══ Provided entries ══

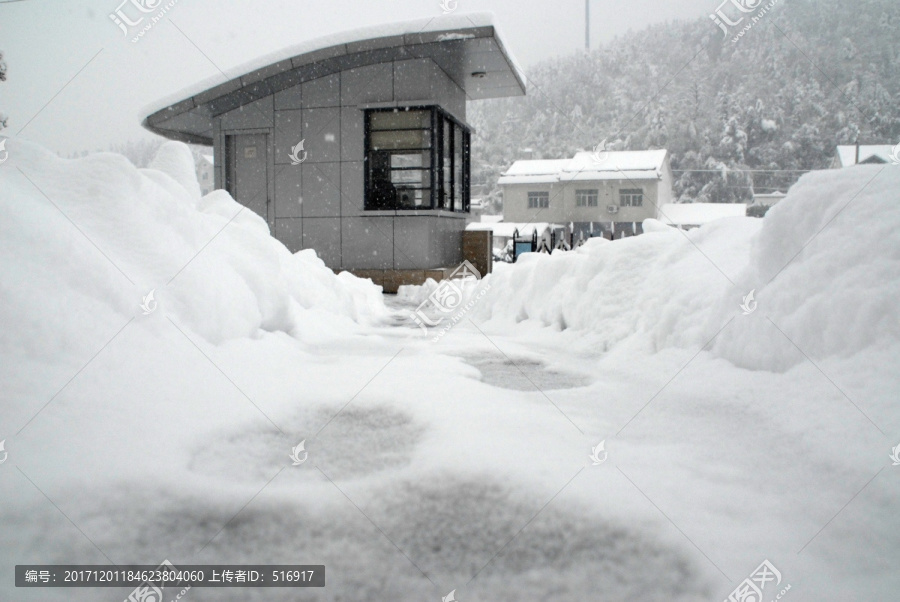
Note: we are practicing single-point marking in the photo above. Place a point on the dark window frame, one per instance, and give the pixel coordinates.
(628, 196)
(538, 199)
(441, 122)
(589, 196)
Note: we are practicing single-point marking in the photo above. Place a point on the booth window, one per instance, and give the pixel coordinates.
(416, 158)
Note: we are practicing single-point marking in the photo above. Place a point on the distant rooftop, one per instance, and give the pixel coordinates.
(465, 46)
(610, 165)
(507, 229)
(873, 153)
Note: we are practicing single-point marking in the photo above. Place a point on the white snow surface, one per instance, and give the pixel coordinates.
(697, 214)
(108, 234)
(462, 464)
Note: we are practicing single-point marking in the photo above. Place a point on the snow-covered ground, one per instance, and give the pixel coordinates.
(463, 464)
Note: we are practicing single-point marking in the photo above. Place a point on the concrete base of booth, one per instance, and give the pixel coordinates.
(391, 280)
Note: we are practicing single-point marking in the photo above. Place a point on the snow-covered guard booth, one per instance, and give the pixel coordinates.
(356, 145)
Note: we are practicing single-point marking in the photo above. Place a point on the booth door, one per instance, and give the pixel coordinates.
(248, 181)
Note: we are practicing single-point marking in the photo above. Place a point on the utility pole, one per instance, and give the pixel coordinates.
(587, 25)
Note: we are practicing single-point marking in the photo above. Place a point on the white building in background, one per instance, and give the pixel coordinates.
(599, 195)
(693, 215)
(206, 175)
(873, 154)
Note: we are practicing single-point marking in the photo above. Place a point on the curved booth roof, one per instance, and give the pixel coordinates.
(466, 47)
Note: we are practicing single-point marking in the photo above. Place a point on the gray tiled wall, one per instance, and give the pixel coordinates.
(319, 203)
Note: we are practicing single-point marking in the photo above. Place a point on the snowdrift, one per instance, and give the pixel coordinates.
(823, 266)
(83, 239)
(825, 269)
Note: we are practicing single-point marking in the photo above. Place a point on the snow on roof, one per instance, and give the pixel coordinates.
(880, 153)
(618, 165)
(491, 219)
(363, 34)
(507, 229)
(697, 214)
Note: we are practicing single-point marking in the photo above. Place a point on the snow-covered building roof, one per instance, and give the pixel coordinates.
(467, 47)
(873, 153)
(697, 214)
(589, 166)
(768, 198)
(507, 229)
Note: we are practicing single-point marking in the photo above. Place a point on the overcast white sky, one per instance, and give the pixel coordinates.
(47, 43)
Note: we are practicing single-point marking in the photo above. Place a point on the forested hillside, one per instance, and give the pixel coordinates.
(810, 75)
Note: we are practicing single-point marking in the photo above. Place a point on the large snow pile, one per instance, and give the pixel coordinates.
(659, 284)
(85, 238)
(823, 266)
(825, 269)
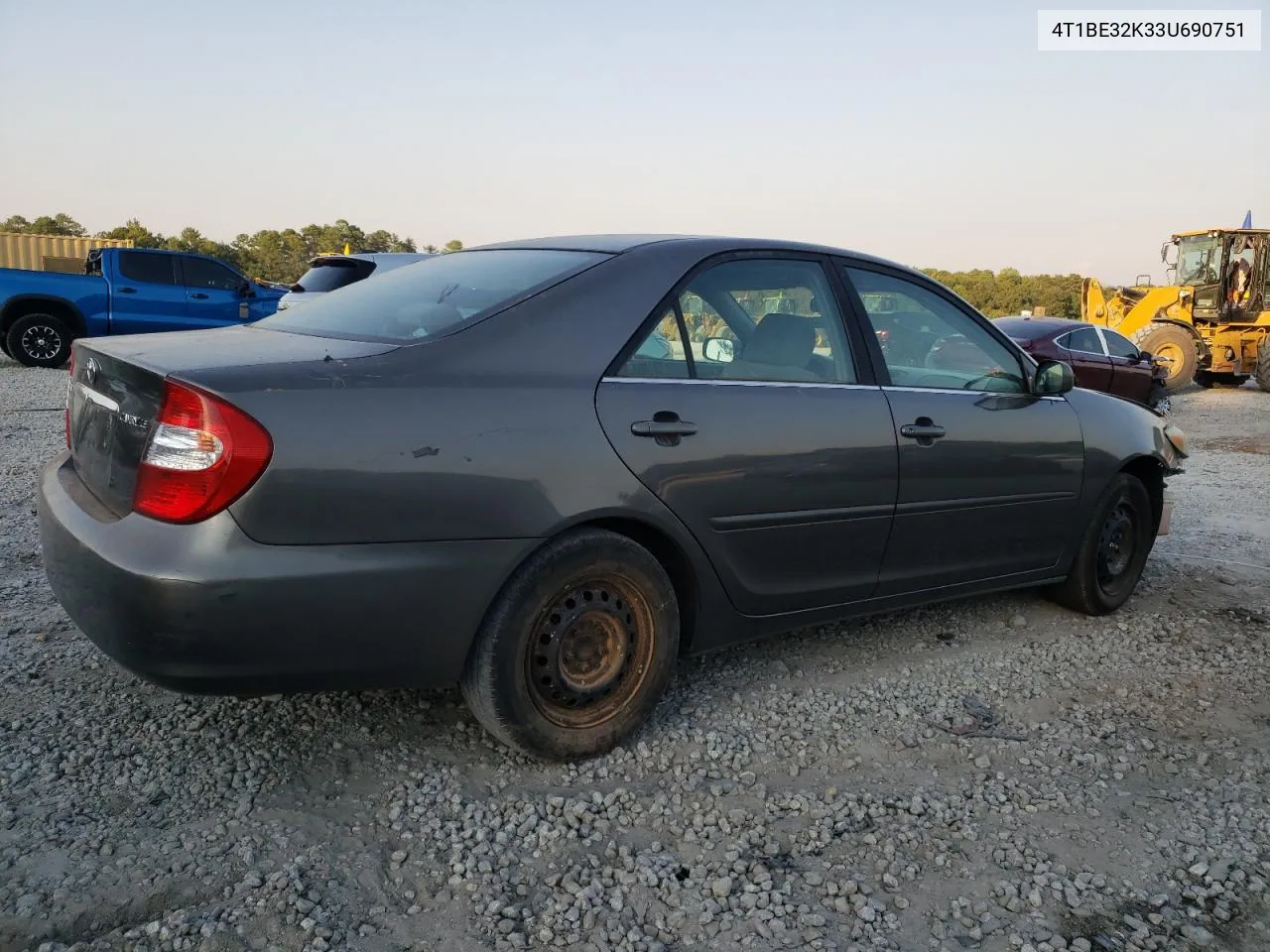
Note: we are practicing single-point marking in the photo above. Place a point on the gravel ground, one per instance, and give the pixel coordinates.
(994, 774)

═══

▶ [Exercise directions]: What you output must match the data exactly, apart from the pictures, which are left out.

▶ [Solution for this task]:
Note: we are practicing single-point marking in the photo above. Place a point on the dark window frame, one per instance, and give the pixel coordinates.
(628, 196)
(538, 199)
(441, 122)
(589, 196)
Note: we are practicing single-point marking in the photo above. Place a point on the booth window, one per instance, and give the pixel coordinates.
(416, 158)
Note: we are practicing single-point marking in the photo above. Place a point on the distant rooftop, one per instance, and give the pixel coordinates.
(465, 46)
(610, 165)
(507, 229)
(873, 153)
Note: we are practicing single-point marking in the photo above. Place a point on the white snow surface, one per instance, and give the pixel coordinates.
(697, 214)
(108, 234)
(462, 464)
Note: we are practicing single-point marking in the photo above. Place a point on the snow-covered ground, one per instance, and give the pixel coordinates.
(463, 464)
Note: we are practicing single-point marking in the photo above. Place a point on the concrete base of booth, one per instance, and give the pixel coordinates.
(391, 280)
Note: we are practicing single-point marking in the photo above. Place a point on the snow-covered guard booth, one per instance, and give the pixel coordinates.
(356, 145)
Note: we are practicing single-point marking in the photo above. Place a point on the booth door, one per instance, and give the pixel coordinates.
(248, 181)
Note: we are practicing single-point marking in the photo above. Place a point on the utility pole, one per instance, and give the pixel coordinates.
(587, 25)
Note: we are practicing single-point marking in the photo above. Place a point on the white building in background, one per instance, and give the pixel coordinates.
(599, 195)
(693, 215)
(206, 175)
(873, 154)
Note: we are practicing single-point marking in the photo above. Place a point on the curved booth roof, one per instance, and give the pixel coordinates.
(466, 47)
Note: we are practicing single-point marking in the photo above. Place a point on the gray tiled wall, one per instance, and give the pixel coordinates.
(319, 203)
Note: we are practicing single-point marking in the photo above. Place a point on the snowdrift, one per instance, and give the pixel coordinates.
(823, 266)
(83, 239)
(825, 269)
Note: we are practicing single-point marking in the photo above. Place a point on the snow on roof, one per instance, and give the pixel coordinates.
(880, 153)
(618, 165)
(491, 219)
(363, 34)
(507, 229)
(697, 214)
Note: we are practicing single-point marking in the photo above. Place a point on the snow-covered building roof, one per instance, and give the pixel coordinates.
(467, 47)
(873, 153)
(697, 214)
(589, 166)
(768, 198)
(507, 229)
Note: we are practicing single-point marking in the photo above. Place a point on the overcast white sky, one per instance, and give the pixel coordinates.
(47, 43)
Note: we are practicing single-point marking in the photo above. Place a point on the forested hillside, one per instance, and give the pixel coordinates.
(810, 75)
Note: we are practicing single-point marking in the photo above. Place a point on the large snow pile, one per instance, and give the pixel coordinates.
(659, 284)
(85, 238)
(823, 266)
(825, 269)
Note: we are practicing single-point marking in the photo above. Place a point on the gravel ground, one per instance, and give the pixel coordinates.
(994, 774)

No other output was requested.